### PROVIDED PASSAGE
▼

Humanist Newsletter – July & August 2015

Kia ora: Our concern this month is the passing of the Harmful Digital Communications Act on 30 June. We have no quarrel with the intention of this Act. There is certainly a need to address the new and ugly problem of cyber bullying. However, as an unintended consequence, this Act has created an additional de facto blasphemy law moving NZ a step back towards barbarism, theocracy and the Dark Ages. This Act allows for proceedings to be brought if it is alleged that a digital communication has harmed an individual by causing them to “suffer serious emotional stress” because the digital communication has “denigrated the individual’s religion.” Because “serious emotional stress” is so subjective, it is almost impossible for anyone to asses before they publish, whether someone, somewhere will take offence. The Listener editorial of the July 18-24 2015 issue says “It is hard to see how the new laws could not have an inhibiting effect on free speech.” Gavin Ellis in his weekly slot on Nine to Noon on National Radio has also voiced his concern at the unintended consequences of this Act. The website page: http://blasphemy.nz/blasphemy-law-by-the-backdoor, part of our blasphemy NZ website contains detailed information about this issue. Our website: humanist.org. nz and the blasphemy.nz website will give further information as the situation develops. This new Act already requires revision.·

Monthly meeting: Monday 3 August 6pm @ Blondini’s Jazz Lounge & Café,

On the first floor of the Embassy Theatre 10 Kent Tce, Wellington

“What is the point of The Arts?”

At our August meeting Sara Passmore will use quotes from humanists and others as a starting point for a guided conversation on a range of topics, from ‘can science explain everything?’ to ‘what is the point of The Arts?’.

Please note different venue

Instead of meeting at our usual venue, the Tararua Tramping Club, Moncrieff St, Wellington, we will meet again at Blondini’s Café at the Embassy Theatre. The meeting night will be the First Monday of the Month. Consequently there will be NO meeting on the 27 July as our meeting will be ONE WEEK LATER on Monday 3 August. Meeting time change to 6pm

All interested people are welcome, Society members and members of the public – bring a friend.

· News from Society of Humanism Nepal (SOCH Nepal)

We have been waiting to hear from SOCH Nepal, as to how best, we may help the school recover in the aftermath of the April earthquake. We have received a request from SOCH Nepal asking if we can help with some funding towards help with building work at their school to ensure that their school students are safe and to allay parental fears.

Subject: Appeal for help,

Dear Well-wishers and friends,

We have started a Humanist school in Nepal which is the only one of its kind. Currently, there are about 400 students studying at our school. We have employed 27 staffs all together.

▲

### STORED RECORDS
▼

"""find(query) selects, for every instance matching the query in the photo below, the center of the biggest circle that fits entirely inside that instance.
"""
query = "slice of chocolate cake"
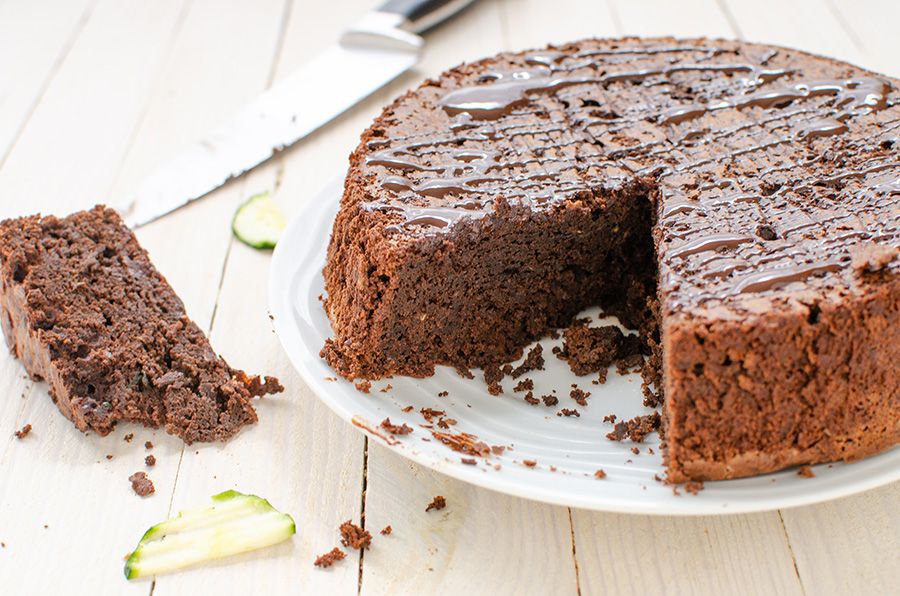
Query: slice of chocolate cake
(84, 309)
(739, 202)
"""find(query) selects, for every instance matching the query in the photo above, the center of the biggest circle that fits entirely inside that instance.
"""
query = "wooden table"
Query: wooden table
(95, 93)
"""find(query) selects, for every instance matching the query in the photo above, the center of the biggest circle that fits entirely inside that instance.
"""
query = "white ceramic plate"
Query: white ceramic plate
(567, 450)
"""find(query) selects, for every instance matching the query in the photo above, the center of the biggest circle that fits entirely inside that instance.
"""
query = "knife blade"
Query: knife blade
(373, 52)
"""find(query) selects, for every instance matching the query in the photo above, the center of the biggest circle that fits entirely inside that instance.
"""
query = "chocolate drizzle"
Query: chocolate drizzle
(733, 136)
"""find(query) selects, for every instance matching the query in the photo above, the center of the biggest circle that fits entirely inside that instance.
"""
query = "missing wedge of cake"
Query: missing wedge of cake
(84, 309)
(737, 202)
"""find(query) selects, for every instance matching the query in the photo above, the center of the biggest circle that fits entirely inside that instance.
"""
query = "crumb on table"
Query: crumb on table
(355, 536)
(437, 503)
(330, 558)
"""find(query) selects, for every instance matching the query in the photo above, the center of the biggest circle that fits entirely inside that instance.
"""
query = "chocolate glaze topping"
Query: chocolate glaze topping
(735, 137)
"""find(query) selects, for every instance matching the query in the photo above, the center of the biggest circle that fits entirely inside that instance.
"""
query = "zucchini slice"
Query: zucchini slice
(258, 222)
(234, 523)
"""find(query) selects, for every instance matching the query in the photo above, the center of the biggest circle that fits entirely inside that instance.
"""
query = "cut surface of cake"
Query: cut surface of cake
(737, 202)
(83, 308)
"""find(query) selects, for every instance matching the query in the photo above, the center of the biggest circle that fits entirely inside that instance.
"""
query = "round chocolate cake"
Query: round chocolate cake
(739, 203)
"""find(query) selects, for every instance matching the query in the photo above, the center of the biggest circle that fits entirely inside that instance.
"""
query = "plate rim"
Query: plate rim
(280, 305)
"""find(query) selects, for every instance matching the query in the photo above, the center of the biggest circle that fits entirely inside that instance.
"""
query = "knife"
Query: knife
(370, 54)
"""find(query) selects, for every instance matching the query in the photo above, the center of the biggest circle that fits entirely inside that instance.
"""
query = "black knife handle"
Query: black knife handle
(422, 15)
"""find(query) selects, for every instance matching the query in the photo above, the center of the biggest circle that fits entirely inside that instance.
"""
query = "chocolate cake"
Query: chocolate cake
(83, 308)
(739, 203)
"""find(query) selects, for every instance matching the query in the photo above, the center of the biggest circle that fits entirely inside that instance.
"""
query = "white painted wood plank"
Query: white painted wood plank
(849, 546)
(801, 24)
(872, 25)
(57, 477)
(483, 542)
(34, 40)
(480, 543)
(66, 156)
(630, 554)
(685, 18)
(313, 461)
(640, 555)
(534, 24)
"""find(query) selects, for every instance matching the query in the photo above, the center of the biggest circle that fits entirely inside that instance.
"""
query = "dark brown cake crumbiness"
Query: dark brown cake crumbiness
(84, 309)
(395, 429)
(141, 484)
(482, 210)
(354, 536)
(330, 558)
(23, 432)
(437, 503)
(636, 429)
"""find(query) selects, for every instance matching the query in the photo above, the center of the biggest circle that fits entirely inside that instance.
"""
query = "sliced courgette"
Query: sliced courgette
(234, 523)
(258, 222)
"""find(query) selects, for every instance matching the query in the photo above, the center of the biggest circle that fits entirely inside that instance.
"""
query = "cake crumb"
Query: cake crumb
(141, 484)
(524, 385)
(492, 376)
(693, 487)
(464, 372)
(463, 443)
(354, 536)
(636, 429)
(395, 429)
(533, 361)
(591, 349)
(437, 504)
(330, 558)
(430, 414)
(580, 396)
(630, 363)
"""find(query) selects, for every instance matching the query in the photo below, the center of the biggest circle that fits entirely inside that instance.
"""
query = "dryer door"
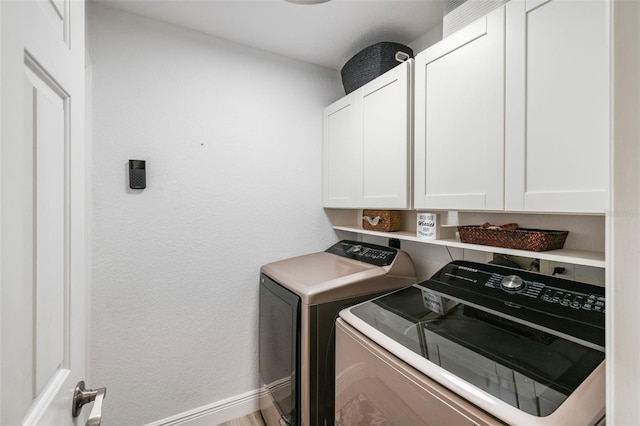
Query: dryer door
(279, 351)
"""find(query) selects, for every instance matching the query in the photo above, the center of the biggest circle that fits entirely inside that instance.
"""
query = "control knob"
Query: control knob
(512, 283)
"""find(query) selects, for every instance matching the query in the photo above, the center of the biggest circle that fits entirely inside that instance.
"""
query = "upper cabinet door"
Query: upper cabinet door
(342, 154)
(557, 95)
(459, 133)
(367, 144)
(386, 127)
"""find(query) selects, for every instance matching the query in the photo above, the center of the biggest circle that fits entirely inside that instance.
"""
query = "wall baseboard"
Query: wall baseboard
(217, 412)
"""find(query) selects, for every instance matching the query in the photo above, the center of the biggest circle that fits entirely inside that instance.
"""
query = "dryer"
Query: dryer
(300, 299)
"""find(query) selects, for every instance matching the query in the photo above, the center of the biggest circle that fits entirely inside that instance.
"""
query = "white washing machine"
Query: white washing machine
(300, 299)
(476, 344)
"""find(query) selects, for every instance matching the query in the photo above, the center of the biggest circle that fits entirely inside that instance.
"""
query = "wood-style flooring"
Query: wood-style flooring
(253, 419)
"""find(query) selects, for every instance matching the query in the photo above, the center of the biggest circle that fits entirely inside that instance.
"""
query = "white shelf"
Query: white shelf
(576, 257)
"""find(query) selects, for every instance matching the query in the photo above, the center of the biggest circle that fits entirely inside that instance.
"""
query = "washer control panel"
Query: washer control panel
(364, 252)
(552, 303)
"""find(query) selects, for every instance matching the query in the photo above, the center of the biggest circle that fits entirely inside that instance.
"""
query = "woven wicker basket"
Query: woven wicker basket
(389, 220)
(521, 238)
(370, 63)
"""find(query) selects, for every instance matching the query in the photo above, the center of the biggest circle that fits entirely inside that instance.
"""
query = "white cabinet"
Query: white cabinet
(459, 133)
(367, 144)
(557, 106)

▲
▼

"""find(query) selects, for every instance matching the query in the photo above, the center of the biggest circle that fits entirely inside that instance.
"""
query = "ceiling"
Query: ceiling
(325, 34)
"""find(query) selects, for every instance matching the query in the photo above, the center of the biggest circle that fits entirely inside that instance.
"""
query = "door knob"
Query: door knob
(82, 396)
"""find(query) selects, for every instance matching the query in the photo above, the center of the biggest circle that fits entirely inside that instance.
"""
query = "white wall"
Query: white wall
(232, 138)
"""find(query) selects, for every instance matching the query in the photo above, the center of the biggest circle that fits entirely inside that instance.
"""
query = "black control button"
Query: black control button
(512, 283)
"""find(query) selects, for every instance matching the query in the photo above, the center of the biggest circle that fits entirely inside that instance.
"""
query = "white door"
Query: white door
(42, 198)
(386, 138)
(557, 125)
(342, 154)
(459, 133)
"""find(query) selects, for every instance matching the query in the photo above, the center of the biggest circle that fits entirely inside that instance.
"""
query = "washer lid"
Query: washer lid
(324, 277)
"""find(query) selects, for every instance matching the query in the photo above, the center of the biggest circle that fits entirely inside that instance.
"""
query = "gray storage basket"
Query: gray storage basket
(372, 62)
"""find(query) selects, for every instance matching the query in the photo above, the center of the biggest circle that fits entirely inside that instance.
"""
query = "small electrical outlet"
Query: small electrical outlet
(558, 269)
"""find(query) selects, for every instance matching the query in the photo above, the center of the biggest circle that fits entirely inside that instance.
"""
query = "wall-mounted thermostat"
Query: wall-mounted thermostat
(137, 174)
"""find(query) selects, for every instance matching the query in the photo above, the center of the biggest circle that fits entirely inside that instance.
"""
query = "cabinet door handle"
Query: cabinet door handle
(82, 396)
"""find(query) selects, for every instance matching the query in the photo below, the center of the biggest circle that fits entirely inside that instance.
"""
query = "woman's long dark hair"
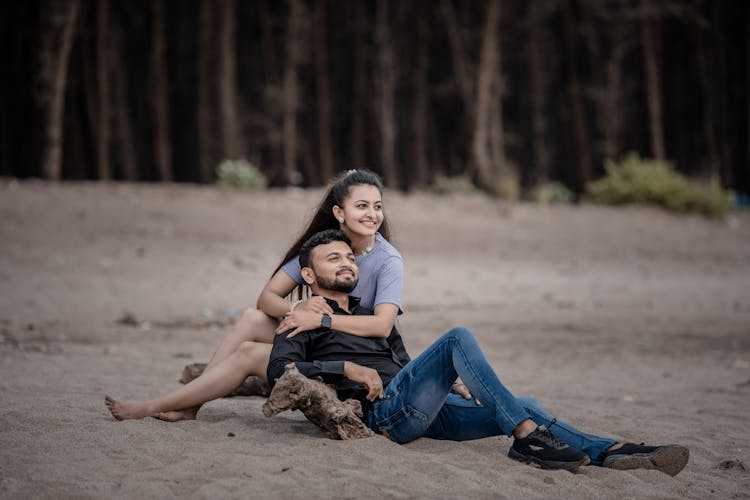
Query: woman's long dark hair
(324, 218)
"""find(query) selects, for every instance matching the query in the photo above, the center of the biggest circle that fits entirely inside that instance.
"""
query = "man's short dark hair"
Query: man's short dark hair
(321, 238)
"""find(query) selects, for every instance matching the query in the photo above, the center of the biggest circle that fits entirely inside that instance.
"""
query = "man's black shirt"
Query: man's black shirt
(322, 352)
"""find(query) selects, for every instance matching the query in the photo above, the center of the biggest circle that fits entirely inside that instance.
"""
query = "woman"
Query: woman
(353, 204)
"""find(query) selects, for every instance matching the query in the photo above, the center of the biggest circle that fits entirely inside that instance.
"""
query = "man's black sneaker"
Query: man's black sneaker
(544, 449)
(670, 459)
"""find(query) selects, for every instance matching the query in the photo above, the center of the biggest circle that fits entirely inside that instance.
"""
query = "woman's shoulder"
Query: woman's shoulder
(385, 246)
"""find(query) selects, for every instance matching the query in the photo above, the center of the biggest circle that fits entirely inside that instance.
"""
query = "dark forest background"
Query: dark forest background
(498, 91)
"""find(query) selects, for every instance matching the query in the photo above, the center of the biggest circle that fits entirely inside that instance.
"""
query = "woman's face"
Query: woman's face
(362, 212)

▲

### SHORT EXERCISE
Carry on the humanist newsletter from its last sentence.

### EXERCISE RESULT
We were running the school with good reputation and trust from parents and local community. All of a sudden April 2015 earthquake broke the will of the school. Our main building is cracked. Parents do not want to continue sending children’s at our school due to the cracked building. Thus we have planned to make 8 rooms of fabrication. Our shareholders have raised US$11,000 out of US$15,000. Thus we would like to request you to contribute little amount of money through Humanist society of NZ (HSNZ). HSNZ is also sponsoring poor children at our school. Your contribution will assist a lot to brighten the future of hundreds of students

Sincerely yours

Kuldip Aryal, Vice-Principal

The present building is three stories. Because of the cracks, a result of the earthquake in April, and ongoing aftershocks parents are not happy for students to use the upper levels because the stairways are narrow, making a quick exit difficult in an earthquake. There is room on the school site for these classrooms to be built and still leave some outside hard surface playing area.

The Beatles sang: ‘Hands across the water, Heads across the sky’

There are 12,077km or 7,508 miles between our two countries.

We can reach out over this distance to help our Humanist Friends.

The current exchange rate with the US dollar is 1.51. The remaining US$4,000 needed to build the 8 class rooms, is in our dollar terms NZ$6,000. This is a worthwhile cause and all donations, regardless of size, will help make a difference.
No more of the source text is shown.